### Problems and tasks
1. In the segmentation fault issue below, copy the passage from "bharathraj-v commented 7" to "of great help." word for word.
2. According to the segmentation fault issue below, why did the poster modify pflow/text/symbols.py, pflow/text/cleaners.py and configs/model/pflow.yaml? Answer in one to three sentences.
3. Extend the segmentation fault issue below, picking up after its final line.

### Source
Segmentation fault while training on a new language

bharathraj-v commented 7 months ago

Hi,

I modified the pflow/text/symbols.py, pflow/text/cleaners.py and configs/model/pflow.yaml similarly to what I had done in MatchaTTS to make the repo work with an Indian language.

But the training keeps crashing with a Segmentation fault (core dumped) error after a certain no. of epochs. The epoch at which segfault is happening is varying depending on the batch size, with higher batch sizes crashing quicker. I'm training with 20 num_workers on a NVIDIA A100 80GB. The batch size I last used was 14 which crashed at epoch 23, previously 17 batch size crashed at epoch 8, and any higher batch size than that was going OOM.

Any guidance regarding this issue would be of great help.

Thank you!

[Records from a point labeling set]
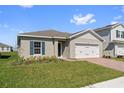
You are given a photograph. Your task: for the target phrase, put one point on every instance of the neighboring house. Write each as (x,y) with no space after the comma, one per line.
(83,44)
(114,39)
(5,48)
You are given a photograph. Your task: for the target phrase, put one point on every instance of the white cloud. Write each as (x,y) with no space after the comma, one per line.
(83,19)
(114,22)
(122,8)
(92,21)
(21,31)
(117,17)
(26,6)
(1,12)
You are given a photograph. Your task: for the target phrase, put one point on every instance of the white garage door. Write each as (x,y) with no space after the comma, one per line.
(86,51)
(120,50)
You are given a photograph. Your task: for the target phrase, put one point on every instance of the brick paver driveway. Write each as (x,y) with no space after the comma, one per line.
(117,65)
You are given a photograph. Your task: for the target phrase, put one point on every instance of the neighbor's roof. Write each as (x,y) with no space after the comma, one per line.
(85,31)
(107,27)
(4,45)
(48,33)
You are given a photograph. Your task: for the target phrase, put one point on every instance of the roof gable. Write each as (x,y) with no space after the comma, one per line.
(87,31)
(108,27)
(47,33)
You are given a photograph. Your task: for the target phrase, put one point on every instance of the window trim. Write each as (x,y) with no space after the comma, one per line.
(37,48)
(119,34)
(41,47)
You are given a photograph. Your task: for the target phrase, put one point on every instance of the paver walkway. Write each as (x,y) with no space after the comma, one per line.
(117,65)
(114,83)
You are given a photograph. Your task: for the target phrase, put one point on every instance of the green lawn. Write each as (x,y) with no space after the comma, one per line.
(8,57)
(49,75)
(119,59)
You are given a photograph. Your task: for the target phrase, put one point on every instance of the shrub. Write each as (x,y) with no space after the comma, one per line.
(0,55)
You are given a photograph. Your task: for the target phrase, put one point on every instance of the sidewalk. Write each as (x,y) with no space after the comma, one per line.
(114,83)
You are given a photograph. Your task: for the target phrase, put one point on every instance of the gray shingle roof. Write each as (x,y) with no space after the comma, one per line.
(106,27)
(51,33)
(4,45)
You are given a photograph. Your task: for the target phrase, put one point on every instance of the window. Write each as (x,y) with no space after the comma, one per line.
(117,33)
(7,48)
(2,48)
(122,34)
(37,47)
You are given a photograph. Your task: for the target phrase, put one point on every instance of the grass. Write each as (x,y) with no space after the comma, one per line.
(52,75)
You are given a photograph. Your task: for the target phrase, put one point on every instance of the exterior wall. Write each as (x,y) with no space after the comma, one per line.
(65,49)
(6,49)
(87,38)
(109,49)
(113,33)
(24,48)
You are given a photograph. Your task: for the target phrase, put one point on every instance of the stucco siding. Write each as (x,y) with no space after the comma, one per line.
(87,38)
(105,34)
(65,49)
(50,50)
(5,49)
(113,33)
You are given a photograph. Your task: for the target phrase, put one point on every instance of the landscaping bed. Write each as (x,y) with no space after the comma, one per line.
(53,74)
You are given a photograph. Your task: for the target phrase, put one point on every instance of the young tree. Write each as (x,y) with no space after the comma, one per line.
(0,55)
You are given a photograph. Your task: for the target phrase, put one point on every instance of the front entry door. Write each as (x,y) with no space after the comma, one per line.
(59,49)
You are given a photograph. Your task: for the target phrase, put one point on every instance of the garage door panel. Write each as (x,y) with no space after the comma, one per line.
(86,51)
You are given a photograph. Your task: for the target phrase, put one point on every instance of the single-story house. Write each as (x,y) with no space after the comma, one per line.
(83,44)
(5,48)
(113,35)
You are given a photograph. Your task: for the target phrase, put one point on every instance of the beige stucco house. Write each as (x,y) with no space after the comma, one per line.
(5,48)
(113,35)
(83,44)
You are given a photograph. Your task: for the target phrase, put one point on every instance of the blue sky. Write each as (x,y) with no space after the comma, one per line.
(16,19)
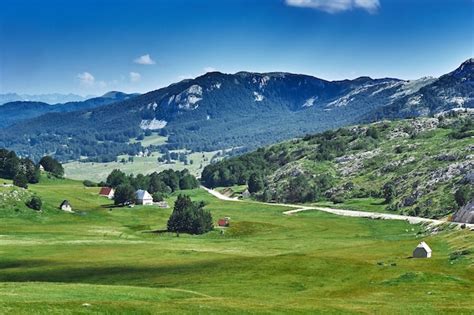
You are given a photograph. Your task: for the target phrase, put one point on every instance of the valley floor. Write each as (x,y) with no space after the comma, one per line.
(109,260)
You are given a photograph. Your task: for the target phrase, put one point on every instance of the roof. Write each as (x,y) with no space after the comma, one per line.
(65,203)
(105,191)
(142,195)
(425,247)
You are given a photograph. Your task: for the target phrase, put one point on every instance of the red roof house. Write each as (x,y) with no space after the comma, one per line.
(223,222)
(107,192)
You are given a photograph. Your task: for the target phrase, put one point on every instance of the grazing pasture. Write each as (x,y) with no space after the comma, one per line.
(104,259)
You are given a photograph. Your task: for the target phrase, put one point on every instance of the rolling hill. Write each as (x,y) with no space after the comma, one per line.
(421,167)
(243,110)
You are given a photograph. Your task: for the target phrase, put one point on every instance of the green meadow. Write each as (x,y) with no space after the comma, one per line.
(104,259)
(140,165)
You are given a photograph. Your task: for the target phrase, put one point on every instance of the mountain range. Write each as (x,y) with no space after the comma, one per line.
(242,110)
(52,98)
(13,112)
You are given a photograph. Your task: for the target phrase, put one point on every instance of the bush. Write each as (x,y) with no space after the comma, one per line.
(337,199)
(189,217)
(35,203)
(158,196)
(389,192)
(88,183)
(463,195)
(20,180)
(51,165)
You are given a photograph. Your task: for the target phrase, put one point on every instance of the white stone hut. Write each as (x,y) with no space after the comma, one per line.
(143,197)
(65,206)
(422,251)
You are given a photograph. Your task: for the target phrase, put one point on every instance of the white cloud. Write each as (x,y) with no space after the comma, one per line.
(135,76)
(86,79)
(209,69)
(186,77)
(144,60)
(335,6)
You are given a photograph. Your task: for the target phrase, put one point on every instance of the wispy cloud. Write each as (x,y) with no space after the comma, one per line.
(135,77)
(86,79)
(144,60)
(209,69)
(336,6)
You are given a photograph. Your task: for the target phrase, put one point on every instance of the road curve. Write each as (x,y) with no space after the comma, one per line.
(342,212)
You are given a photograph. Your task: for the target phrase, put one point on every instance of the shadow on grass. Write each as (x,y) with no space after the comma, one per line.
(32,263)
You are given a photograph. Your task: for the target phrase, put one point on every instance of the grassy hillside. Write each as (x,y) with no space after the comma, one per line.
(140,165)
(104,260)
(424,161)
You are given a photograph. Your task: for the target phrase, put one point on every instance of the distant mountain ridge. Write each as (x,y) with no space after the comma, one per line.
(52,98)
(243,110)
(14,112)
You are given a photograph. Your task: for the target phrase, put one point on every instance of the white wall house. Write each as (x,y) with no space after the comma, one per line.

### Answers to the tasks
1.
bharathraj-v commented 7 months ago

Hi,

I modified the pflow/text/symbols.py, pflow/text/cleaners.py and configs/model/pflow.yaml similarly to what I had done in MatchaTTS to make the repo work with an Indian language.

But the training keeps crashing with a Segmentation fault (core dumped) error after a certain no. of epochs. The epoch at which segfault is happening is varying depending on the batch size, with higher batch sizes crashing quicker. I'm training with 20 num_workers on a NVIDIA A100 80GB. The batch size I last used was 14 which crashed at epoch 23, previously 17 batch size crashed at epoch 8, and any higher batch size than that was going OOM.

Any guidance regarding this issue would be of great help.

2. The poster modified those files to make the repo work with an Indian language. The changes followed what the poster had already done in MatchaTTS.

3.
bharathraj-v commented 7 months ago

The tensorboard for the training that crashed at 23 ep: https://github.com/p0p4k/pflowtts_pytorch/assets/69118968/c6ab1c7d-4f91-442b-841f-7f15971e7e81

bharathraj-v commented 7 months ago

My CUDA version/drivers

+---------------------------------------------------------------------------------------+
| NVIDIA-SMI 545.23.08              Driver Version: 545.23.08    CUDA Version: 12.3     |
|-----------------------------------------+----------------------+----------------------+

p0p4k commented 7 months ago

What happens when num workers is 0 or 1 in the dataloader?

bharathraj-v commented 7 months ago

Doesn't seem to make any difference. The same segfault error occurred with 0 num_workers

lexkoro commented 7 months ago

Might be a wild guess, but you could try using the numpy version of maximum_path search: https://github.com/coqui-ai/TTS/blob/dbf1a08a0d4e47fdad6172e433eeb34bc6b13b4e/TTS/tts/utils/helpers.py#L197

Long time ago I also had problems with seg faults, running the training with gdb showed that it was related to maximum_path and using the numpy version fixed it.

lexkoro commented 7 months ago

That's not what I suggested...

bharathraj-v commented 7 months ago

Apologies, I totally misunderstood what you were suggesting. I modified the maximum_path() function in pflow/models/components/aligner.py replacing its logic with that of maximum_path_numpy() from coqui-ai/TTS and tried again and the error still persists.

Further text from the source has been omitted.